WORK REQUIRED — Please print the lines of the listing below word for word, starting at the line that contains "Run detection for hyena's head" and ending at the final line of the listing, with both of those lines included.

Records from a data source —
════════════════

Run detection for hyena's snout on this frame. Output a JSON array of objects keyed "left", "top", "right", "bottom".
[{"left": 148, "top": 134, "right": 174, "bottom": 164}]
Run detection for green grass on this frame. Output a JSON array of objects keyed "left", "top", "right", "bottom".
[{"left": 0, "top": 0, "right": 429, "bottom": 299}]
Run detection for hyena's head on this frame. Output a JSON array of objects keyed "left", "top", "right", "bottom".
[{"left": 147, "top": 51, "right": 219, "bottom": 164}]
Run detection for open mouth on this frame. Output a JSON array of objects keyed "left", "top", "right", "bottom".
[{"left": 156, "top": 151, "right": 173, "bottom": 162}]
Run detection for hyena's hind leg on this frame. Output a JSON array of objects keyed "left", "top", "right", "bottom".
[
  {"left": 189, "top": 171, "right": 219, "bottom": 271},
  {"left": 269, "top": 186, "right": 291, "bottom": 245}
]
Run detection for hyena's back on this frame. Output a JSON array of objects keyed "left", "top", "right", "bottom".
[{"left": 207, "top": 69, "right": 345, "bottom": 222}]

════════════════

FINAL RESULT —
Run detection for hyena's head on this frame. Output a JSON array of objects keyed "left", "top", "right", "bottom".
[{"left": 147, "top": 51, "right": 219, "bottom": 164}]
Run detection for open mouth on this frame. Output a JSON array of objects keyed "left", "top", "right", "bottom".
[{"left": 156, "top": 151, "right": 173, "bottom": 162}]
Run detection for hyena's hind leg on this frame. Output a JSON array of objects keyed "left", "top", "right", "bottom".
[
  {"left": 189, "top": 171, "right": 219, "bottom": 271},
  {"left": 269, "top": 186, "right": 291, "bottom": 245}
]
Run detection for hyena's back on this frame. Output a JSON array of objects keyed "left", "top", "right", "bottom".
[{"left": 207, "top": 69, "right": 345, "bottom": 222}]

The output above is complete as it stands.